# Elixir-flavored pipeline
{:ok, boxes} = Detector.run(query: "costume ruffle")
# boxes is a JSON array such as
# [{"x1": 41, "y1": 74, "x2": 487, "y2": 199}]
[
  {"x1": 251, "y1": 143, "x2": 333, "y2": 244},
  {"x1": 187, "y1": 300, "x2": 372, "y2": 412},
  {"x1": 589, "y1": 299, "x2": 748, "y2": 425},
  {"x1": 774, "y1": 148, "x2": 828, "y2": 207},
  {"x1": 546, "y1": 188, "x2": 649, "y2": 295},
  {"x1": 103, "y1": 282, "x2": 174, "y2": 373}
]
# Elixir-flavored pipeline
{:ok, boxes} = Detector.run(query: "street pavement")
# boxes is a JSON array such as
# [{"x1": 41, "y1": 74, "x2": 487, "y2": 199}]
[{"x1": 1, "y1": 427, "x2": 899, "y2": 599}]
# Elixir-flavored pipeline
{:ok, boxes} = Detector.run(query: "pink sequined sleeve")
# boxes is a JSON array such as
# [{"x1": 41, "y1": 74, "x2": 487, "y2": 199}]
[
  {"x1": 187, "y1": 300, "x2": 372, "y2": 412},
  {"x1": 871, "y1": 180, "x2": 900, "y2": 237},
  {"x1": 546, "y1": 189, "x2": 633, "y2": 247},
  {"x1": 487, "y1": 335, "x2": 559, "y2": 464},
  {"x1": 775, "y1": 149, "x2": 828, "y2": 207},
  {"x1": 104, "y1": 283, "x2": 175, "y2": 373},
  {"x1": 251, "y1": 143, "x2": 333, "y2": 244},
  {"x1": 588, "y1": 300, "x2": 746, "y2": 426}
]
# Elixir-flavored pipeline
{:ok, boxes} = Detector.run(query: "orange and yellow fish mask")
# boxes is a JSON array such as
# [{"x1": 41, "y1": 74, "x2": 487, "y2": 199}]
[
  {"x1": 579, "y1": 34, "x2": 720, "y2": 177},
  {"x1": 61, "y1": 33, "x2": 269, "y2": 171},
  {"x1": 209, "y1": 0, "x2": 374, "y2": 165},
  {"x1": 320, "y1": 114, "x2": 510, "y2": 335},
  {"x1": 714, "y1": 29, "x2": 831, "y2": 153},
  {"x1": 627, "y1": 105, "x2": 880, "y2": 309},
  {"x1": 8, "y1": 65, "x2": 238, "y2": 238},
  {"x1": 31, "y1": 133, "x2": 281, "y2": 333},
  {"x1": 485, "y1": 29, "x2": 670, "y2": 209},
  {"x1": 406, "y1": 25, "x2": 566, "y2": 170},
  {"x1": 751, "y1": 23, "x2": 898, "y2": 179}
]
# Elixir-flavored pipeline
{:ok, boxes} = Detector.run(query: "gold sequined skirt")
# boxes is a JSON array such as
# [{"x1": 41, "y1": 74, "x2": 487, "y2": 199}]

:::::

Show each line in the listing above that has "query".

{:ok, boxes} = Detector.run(query: "costume ruffle")
{:ok, boxes} = Detector.run(query: "street pavement")
{:ok, boxes} = Detector.run(query: "pink sequined sleeve")
{:ok, boxes} = Detector.run(query: "orange and yellow fish mask")
{:ok, boxes} = Detector.run(query: "gold sequined skirt")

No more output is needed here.